* ACTION ITEM
Format every line of the records below as a numbered list, omitting blank lines and leaving the pictures out of your answer.

* Collection entries
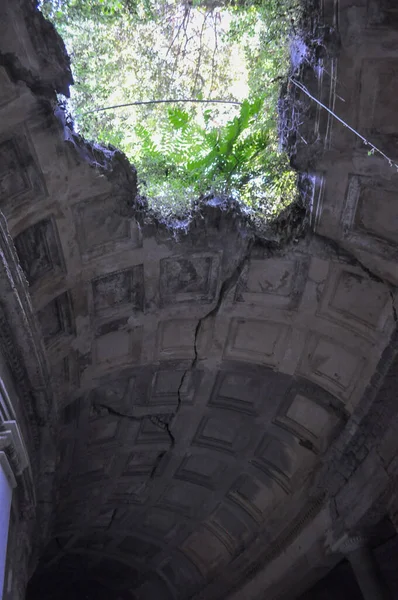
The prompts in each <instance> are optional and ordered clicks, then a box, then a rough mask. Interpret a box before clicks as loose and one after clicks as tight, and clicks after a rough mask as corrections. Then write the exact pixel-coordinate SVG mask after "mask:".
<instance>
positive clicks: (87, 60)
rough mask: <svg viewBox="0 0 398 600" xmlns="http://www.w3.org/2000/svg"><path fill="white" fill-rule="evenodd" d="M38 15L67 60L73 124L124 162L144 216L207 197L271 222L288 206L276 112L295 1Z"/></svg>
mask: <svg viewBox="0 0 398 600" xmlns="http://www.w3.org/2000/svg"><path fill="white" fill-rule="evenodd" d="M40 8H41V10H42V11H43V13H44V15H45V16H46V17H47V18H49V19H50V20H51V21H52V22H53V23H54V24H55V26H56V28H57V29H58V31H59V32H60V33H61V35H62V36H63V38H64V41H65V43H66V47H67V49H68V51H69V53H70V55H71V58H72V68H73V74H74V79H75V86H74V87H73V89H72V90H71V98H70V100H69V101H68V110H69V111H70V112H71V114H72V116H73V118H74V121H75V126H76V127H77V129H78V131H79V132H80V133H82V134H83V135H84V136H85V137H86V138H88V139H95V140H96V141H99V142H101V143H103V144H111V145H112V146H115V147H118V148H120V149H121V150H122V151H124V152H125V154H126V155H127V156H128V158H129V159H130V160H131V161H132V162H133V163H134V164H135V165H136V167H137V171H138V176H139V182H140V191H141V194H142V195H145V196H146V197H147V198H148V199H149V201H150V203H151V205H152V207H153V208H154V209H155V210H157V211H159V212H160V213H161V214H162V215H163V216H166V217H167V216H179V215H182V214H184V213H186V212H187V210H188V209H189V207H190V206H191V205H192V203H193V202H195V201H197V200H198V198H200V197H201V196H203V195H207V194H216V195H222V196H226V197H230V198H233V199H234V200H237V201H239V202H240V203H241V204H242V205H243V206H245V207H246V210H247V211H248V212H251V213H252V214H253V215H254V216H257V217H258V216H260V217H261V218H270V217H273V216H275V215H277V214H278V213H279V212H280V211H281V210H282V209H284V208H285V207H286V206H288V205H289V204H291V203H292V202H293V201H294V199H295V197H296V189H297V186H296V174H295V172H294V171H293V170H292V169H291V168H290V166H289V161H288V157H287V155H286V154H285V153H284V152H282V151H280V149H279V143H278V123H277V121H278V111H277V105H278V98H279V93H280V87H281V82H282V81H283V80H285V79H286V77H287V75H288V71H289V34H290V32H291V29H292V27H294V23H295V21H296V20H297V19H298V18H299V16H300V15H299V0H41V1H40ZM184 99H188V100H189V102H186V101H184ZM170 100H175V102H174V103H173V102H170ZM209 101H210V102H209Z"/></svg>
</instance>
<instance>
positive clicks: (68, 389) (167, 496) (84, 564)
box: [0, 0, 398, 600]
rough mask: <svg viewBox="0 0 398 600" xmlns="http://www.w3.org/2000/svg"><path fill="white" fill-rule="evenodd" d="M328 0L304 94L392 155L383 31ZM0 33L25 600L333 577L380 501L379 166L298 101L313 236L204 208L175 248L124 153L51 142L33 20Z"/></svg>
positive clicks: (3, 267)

* EXPECTED ANSWER
1. The prompts in each <instance> are optional and ordered clicks, then a box, then a rough mask. Interpret a box before clicks as loose and one after clicks as tight, and clicks after a rough mask as corrections. Then write the exact pixel-coordinate SVG mask after "mask:".
2. <instance>
3. positive clicks: (87, 60)
4. rough mask: <svg viewBox="0 0 398 600" xmlns="http://www.w3.org/2000/svg"><path fill="white" fill-rule="evenodd" d="M38 15L67 60L73 124L124 162L144 216L207 197L271 222L288 206L276 112L295 1Z"/></svg>
5. mask: <svg viewBox="0 0 398 600" xmlns="http://www.w3.org/2000/svg"><path fill="white" fill-rule="evenodd" d="M40 8H41V10H42V11H43V13H44V15H45V16H46V17H47V18H49V19H50V20H51V21H52V22H53V23H54V24H55V26H56V28H57V29H58V31H59V32H60V33H61V35H62V36H63V38H64V41H65V43H66V47H67V49H68V51H69V53H70V55H71V58H72V68H73V74H74V79H75V86H74V87H73V89H72V90H71V98H70V100H69V101H68V110H69V111H70V112H71V114H72V116H73V118H74V121H75V126H76V127H77V129H78V131H79V132H80V133H82V134H83V135H84V136H85V137H86V138H88V139H95V140H96V141H99V142H101V143H103V144H111V145H112V146H115V147H118V148H120V149H121V150H122V151H124V152H125V154H126V155H127V156H128V158H129V159H130V160H131V161H132V162H133V163H134V164H135V165H136V167H137V171H138V176H139V182H140V191H141V194H142V195H145V196H146V197H147V198H148V199H149V201H150V203H151V205H152V207H153V208H154V209H155V210H157V211H159V212H160V213H161V214H162V215H163V216H166V217H167V216H179V215H182V214H184V213H186V212H187V210H188V209H189V207H190V206H191V205H192V203H193V202H195V201H197V200H198V198H200V197H201V196H203V195H207V194H216V195H222V196H226V197H230V198H233V199H234V200H237V201H239V202H240V203H241V204H242V205H243V206H245V207H246V210H247V211H248V212H251V213H252V214H253V215H254V216H257V217H258V216H260V217H261V218H270V217H273V216H275V215H277V214H278V213H279V212H280V211H281V210H282V209H284V208H285V207H286V206H288V205H289V204H291V203H292V202H293V201H294V199H295V197H296V189H297V186H296V174H295V172H294V171H293V170H292V169H291V168H290V166H289V161H288V157H287V155H286V154H285V153H284V152H282V151H280V149H279V143H278V123H277V121H278V111H277V105H278V98H279V93H280V87H281V82H282V81H283V80H285V79H286V77H287V75H288V71H289V34H290V32H291V29H292V27H294V23H295V21H296V20H297V19H298V18H299V16H300V15H299V0H41V1H40ZM184 99H188V100H189V102H186V101H184ZM170 100H175V102H174V103H173V102H170ZM209 101H210V102H209Z"/></svg>
6. </instance>
7. <instance>
8. positive clicks: (68, 389) (167, 496) (84, 564)
9. box: [0, 0, 398, 600]
10. rough mask: <svg viewBox="0 0 398 600" xmlns="http://www.w3.org/2000/svg"><path fill="white" fill-rule="evenodd" d="M328 0L304 94L392 155L383 31ZM0 33L25 600L333 577L380 501L379 166L298 101L313 236L204 208L175 248L124 153L51 142L33 20Z"/></svg>
11. positive clicks: (3, 267)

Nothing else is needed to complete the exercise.